- WHAT YOU NEED TO DO -
Set down each record exactly as written.

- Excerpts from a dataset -

━━━━━━

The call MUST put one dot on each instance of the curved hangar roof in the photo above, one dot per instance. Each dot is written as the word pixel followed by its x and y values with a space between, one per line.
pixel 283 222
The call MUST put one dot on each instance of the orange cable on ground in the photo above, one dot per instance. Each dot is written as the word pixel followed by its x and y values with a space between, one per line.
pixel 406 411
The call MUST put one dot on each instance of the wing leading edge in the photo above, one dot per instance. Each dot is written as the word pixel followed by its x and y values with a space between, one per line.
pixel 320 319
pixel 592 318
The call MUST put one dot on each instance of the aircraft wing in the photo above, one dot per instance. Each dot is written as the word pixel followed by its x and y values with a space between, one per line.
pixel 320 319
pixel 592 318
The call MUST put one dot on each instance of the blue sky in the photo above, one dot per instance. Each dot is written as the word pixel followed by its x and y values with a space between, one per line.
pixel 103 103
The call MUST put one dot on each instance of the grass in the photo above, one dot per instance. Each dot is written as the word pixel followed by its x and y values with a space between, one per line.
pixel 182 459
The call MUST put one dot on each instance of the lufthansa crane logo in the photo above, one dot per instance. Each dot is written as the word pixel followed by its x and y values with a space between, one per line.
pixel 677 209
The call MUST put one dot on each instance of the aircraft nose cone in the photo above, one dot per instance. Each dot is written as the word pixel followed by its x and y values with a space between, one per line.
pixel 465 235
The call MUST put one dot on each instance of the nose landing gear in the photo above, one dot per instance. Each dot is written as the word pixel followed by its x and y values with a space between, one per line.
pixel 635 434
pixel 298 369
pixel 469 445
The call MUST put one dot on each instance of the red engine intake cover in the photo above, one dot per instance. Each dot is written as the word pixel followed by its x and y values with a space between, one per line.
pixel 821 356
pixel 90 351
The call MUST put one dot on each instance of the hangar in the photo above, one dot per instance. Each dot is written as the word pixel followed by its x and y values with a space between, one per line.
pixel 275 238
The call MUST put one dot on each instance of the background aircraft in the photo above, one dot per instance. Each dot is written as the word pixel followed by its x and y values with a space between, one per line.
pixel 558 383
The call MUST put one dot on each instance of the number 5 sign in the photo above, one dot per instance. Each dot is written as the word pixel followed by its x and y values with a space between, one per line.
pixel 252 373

━━━━━━

- THE COMPLETED TASK -
The call MUST put one dot on each instance of the curved hangar roof in the photo above, one dot per instance. Each dot is written as the word pixel followed by its x and y values with a space between, one per line.
pixel 283 222
The call MUST put one dot on each instance of the orange cable on ground in the photo above, one dot per instance. Each dot is written as the word pixel followed by its x and y values with a space between, one per line.
pixel 406 411
The call MUST put one dot on each instance of the wing leading edge in the photo above, one dot per instance. Each dot is written as the word pixel followed by its x and y values with a space between, one per line.
pixel 320 319
pixel 592 318
The call MUST put one dot on each instance of the aircraft wing in the photo above, one dot per instance. Each dot is written as the word pixel followed by its x and y values with a space between, one per line.
pixel 320 319
pixel 592 318
The call MUST put one dot on each instance of the blue sky in the photo above, one dot per instance. Each dot is written as the word pixel followed by its x and y values with a space between, one per line.
pixel 103 103
The call MUST put one dot on each instance of the grass in the photo above, one dot per instance. Each dot is written as the word pixel followed by its x and y values with a space between, one per line.
pixel 182 459
The call MUST put one dot on each instance of the lufthansa crane logo in the photo above, one dot per instance. Each dot is written as the word pixel followed by its x and y values with a space between, one per line.
pixel 677 209
The call MUST put one dot on each instance of the aircraft nose cone in the photo above, one dot per instance. Each dot is written as the word pixel followed by its x and y values with a space between, one per line.
pixel 465 235
The call MUST put one dot on each instance of the nose landing gear in the photo above, one dot per instance. Each dot is written as the word pixel followed by its x and y values with a space between, one per line.
pixel 635 434
pixel 298 369
pixel 469 445
The call MUST put one dot on each instance of the red engine intake cover in the photo above, one dot per instance. Each dot is written as the word pixel followed by its x and y values with a space between, one per line.
pixel 821 356
pixel 90 351
The call MUST put one dot on each instance of the hangar in the photo above, one dot per instance. Each dot is written as the word pixel followed by its x and y values with a space between, one per line.
pixel 275 238
The call MUST put one dot on each instance of the background aircraft in the photo above, one dot per instance. Each dot is written as the word pixel followed by its x and y values with a space between, one per line.
pixel 558 383
The call MUST put one dot on each instance of the number 5 sign in the photo above, one dot per instance. Each dot is written as the word pixel followed by its x and y values with a space between, one per line.
pixel 252 373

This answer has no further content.